— SELECTED TEXT —
Start of Block

In a development that could lead to improved therapeutic options for cancer patients, a new cancer classification system will now show the molecular subtypes of the tissue's origin.
The study, published in the journal Cell, is part of the Cancer Genome Atlas initiative, which is led by the US National Cancer Institute and the US National Human Genome Research Institute.
"It's only 10 per cent that were classified differently, but it matters a lot if you're one of those patients," said senior author Josh Stuart, a professor of biomolecular engineering at University of California, Santa Cruz.
The new findings reclassified one out of every 10 cancers, according to researchers at the UC Santa Cruz.
The researchers analysed over 3,500 tumour samples from 12 different types of cancer that included defining tumors by their cellular and molecular features as opposed to the tissues in which they originated.
Findings revealed significant discoveries for both bladder and breast cancers. Furthermore, researchers discovered three different subtypes of bladder cancer: one that was identical to non-small cell lung cancer known as adenocarcinoma. Other similar squamous-cell cancers were found in the head and neck.
"We can now say what the telltale signatures of the subtypes are, so you can classify a patient's tumour just based on the gene expression data, or just based on mutation data, if that's what you have," Stuart added, in a report in Health Day. "Having a molecular map like this could help get a patient into the right clinical trial."
However, further studies will be needed in order to validate these results.
"It's a huge amount of information, and all the data is available as programmable data sets that other researchers can use to do further analysis," Stuart said. "The scale of this project is hard to imagine. All of the data that the TCGA project has been churning out got funnelled into this paper, and it's giving us an unbiased look at what the data have to tell us about cancer."

End of Block

— STORED DATA —
Start of Block

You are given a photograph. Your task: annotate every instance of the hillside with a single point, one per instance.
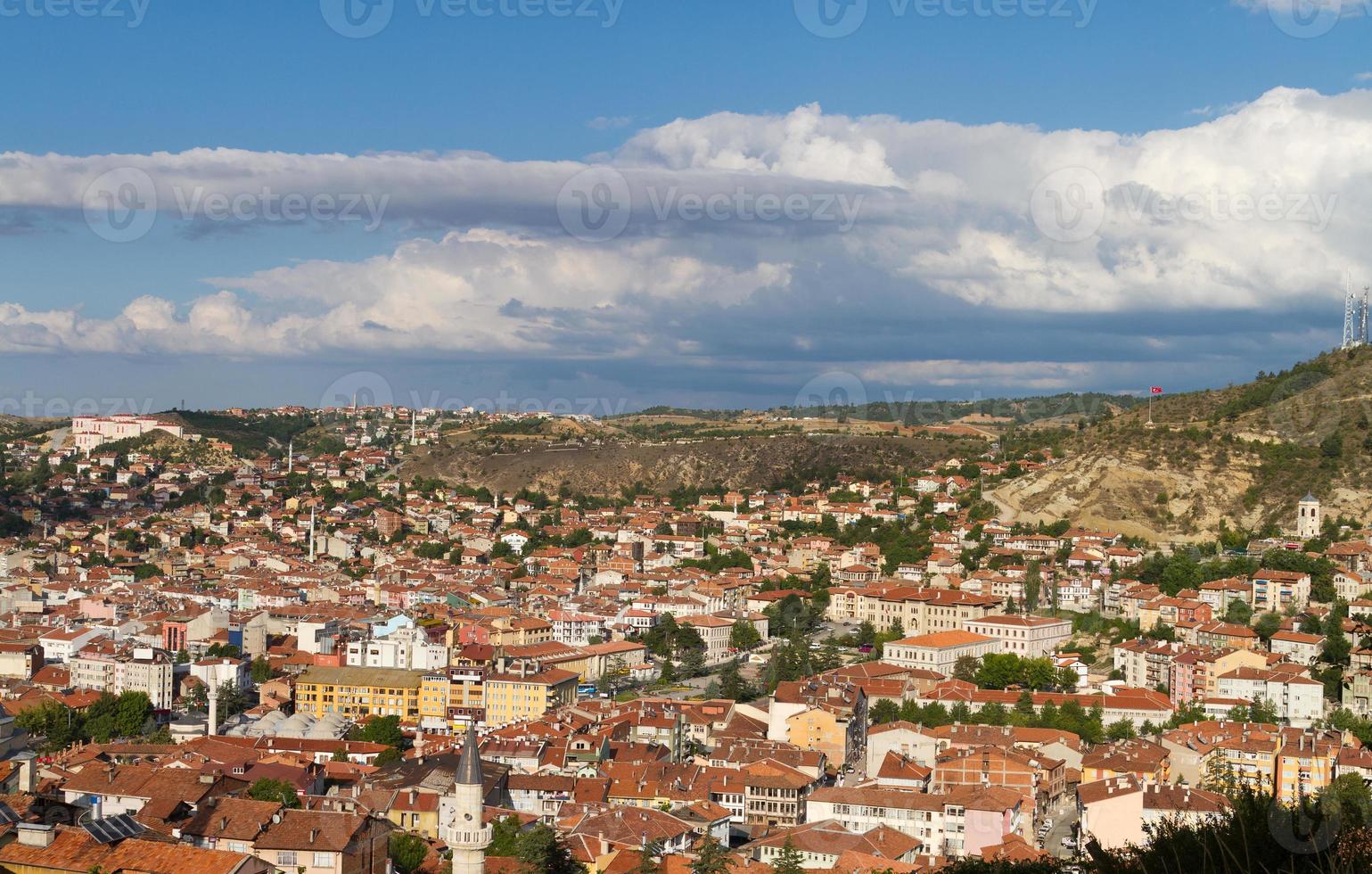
(730, 463)
(1244, 455)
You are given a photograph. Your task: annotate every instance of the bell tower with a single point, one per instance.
(463, 828)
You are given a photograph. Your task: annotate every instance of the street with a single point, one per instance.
(1064, 815)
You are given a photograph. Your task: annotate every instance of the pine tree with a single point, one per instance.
(712, 858)
(788, 861)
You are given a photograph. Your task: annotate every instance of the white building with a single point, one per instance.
(939, 651)
(92, 431)
(214, 672)
(142, 669)
(1028, 637)
(407, 649)
(1298, 700)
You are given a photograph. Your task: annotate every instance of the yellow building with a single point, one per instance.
(449, 700)
(522, 693)
(358, 692)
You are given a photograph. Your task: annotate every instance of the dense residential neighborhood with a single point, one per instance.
(303, 660)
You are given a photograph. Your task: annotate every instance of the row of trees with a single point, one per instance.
(1071, 716)
(55, 726)
(1006, 670)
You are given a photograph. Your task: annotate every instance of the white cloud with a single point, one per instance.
(944, 213)
(610, 122)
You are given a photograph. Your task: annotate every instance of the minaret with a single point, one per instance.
(463, 828)
(213, 696)
(1308, 517)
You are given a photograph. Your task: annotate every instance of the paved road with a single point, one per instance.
(1064, 825)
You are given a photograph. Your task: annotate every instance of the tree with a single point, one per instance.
(407, 851)
(1237, 612)
(1262, 711)
(1121, 730)
(1039, 672)
(541, 851)
(1268, 624)
(744, 636)
(381, 730)
(712, 858)
(387, 756)
(883, 711)
(732, 683)
(1033, 583)
(59, 726)
(1348, 800)
(788, 861)
(269, 789)
(505, 835)
(966, 669)
(261, 670)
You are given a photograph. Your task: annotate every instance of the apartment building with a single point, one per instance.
(1275, 590)
(358, 692)
(1028, 637)
(821, 713)
(526, 692)
(1300, 700)
(954, 823)
(939, 651)
(407, 649)
(916, 609)
(119, 670)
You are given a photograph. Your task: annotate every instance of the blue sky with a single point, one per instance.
(604, 86)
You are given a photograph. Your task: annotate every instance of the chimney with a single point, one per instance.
(36, 835)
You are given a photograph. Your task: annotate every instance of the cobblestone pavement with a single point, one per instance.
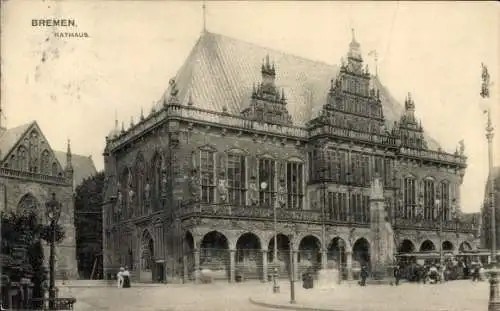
(171, 297)
(452, 296)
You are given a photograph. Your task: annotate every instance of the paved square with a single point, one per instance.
(451, 296)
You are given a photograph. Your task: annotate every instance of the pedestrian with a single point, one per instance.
(126, 278)
(119, 277)
(364, 275)
(397, 274)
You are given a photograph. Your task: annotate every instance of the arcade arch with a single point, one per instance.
(427, 246)
(361, 253)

End of Block

— PROBLEMS AND TASKS —
• A. In the article on cancer classification, rewrite the paragraph beginning "It's a huge amount of information" as a bulleted list that keeps its main facts.
• B. Answer these questions from the article on cancer classification:
(i) In which journal was the study published?
(ii) What position does Josh Stuart hold?
(iii) How many tumor samples and how many types of cancer did the researchers analyze?

— ANSWERS TO EACH TASK —
• A.
- Stuart says the project produced a huge amount of information.
- All the data is available as programmable data sets that other researchers can use for further analysis.
- The scale of the project is hard to imagine.
- All the data from the TCGA project went into this paper.
- The result is an unbiased look at what the data show about cancer.

• B.
(i) Cell
(ii) Professor of biomolecular engineering at the University of California, Santa Cruz
(iii) Over 3,500 tumor samples from 12 types of cancer